[Start of ARTICLE]

From atop a slender, 130-foot radio tower, Aries Bangun, a recent graduate in electrical engineering, hung on nervously as he fiddled to connect a cable to a satellite dish earlier this month.
"I could see the devastation, the ruins, the beach line," he says, referring to the effects of the Dec. 26 tsunami.
Soon the dish was broadcasting a stream of data containing e-mails, text, and images up to a satellite and back down to Earth. Banda Aceh, capital of the province worst hit by the tsunami and earthquake, had just gone wireless. "I was a little afraid of aftershocks," says Mr. Aries with a chuckle.
Aries and 23 colleagues in Air Putih, an online chat group, are on a mission. Along with an alliance of computer enthusiasts, they are fighting to apply the powers of the Internet to help coordinate the world's largest humanitarian operation since World War II. Coordinated and supported by the Indonesian Information Technology Federation, an association which includes nine industry groups, they have formed the Aceh Media Center, an organization devoted to applying information technology to solving the humanitarian disaster of the province.

[End of ARTICLE]

▶ **TASKS TO PERFORM**
A. Rewrite the article starting at "Aries and 23" and ending at "of the province.", replacing "enthusiasts" with "volunteers".
B. Print the lines of the listing below, starting at the line that contains "Mark every instance of the hiker" and ending at the last line of the listing.

[Start of RECORDS SUPPLIED]

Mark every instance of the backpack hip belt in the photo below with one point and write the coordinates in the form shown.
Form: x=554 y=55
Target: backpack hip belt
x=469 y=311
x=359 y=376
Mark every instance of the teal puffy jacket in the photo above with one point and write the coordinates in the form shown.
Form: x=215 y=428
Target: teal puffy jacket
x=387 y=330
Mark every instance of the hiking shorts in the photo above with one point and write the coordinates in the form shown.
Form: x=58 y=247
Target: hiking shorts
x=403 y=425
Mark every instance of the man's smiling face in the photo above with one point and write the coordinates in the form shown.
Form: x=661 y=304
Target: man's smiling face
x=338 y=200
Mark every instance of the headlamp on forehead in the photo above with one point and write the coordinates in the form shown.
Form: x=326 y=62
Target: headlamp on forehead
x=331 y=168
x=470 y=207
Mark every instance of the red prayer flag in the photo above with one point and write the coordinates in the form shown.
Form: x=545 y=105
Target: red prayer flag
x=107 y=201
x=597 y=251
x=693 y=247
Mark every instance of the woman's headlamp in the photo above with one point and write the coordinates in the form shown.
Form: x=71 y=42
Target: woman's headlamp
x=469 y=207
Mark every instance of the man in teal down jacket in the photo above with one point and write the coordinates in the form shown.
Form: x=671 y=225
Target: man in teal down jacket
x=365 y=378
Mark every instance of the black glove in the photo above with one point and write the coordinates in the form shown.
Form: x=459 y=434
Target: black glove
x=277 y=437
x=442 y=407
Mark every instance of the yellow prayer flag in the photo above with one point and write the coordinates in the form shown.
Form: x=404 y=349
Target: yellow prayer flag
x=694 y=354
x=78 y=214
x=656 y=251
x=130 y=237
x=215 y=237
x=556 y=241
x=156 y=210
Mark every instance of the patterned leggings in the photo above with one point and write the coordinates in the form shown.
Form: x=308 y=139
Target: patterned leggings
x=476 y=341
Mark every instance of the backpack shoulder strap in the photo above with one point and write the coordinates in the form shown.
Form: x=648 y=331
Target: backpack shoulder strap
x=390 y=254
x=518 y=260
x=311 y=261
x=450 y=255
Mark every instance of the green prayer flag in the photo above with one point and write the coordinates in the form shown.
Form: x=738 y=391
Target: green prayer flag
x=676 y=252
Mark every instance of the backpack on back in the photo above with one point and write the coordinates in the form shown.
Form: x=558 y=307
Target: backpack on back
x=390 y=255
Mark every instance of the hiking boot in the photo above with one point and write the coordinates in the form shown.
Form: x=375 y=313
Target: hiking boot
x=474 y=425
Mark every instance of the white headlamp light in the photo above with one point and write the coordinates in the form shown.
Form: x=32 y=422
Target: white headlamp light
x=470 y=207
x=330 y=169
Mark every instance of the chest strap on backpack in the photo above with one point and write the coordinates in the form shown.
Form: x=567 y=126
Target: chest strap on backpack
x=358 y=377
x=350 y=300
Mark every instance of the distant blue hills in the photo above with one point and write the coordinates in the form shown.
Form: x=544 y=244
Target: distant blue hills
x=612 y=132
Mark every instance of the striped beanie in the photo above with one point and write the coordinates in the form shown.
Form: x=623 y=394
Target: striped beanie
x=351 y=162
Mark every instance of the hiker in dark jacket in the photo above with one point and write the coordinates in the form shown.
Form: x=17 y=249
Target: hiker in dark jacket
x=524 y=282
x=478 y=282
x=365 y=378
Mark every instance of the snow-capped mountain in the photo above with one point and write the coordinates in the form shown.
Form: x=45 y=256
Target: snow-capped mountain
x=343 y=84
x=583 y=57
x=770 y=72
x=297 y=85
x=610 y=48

[End of RECORDS SUPPLIED]

▶ **TASK-BY-TASK OUTPUTS**
A.
Aries and 23 colleagues in Air Putih, an online chat group, are on a mission. Along with an alliance of computer volunteers, they are fighting to apply the powers of the Internet to help coordinate the world's largest humanitarian operation since World War II. Coordinated and supported by the Indonesian Information Technology Federation, an association which includes nine industry groups, they have formed the Aceh Media Center, an organization devoted to applying information technology to solving the humanitarian disaster of the province.

B.
Mark every instance of the hiker in dark jacket in the photo above with one point and write the coordinates in the form shown.
Form: x=17 y=249
Target: hiker in dark jacket
x=524 y=282
x=478 y=282
x=365 y=378
Mark every instance of the snow-capped mountain in the photo above with one point and write the coordinates in the form shown.
Form: x=45 y=256
Target: snow-capped mountain
x=343 y=84
x=583 y=57
x=770 y=72
x=297 y=85
x=610 y=48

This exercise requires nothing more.